— Data supplied —

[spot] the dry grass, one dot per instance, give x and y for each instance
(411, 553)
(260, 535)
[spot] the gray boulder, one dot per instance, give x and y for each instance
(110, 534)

— What this task involves —
All entries given above are to be printed again exactly.

— Task response —
[spot] the dry grass, one dot per instance, give x and y for each instance
(411, 553)
(260, 535)
[spot] the gray boulder, one dot per instance, give x and y for each instance
(110, 534)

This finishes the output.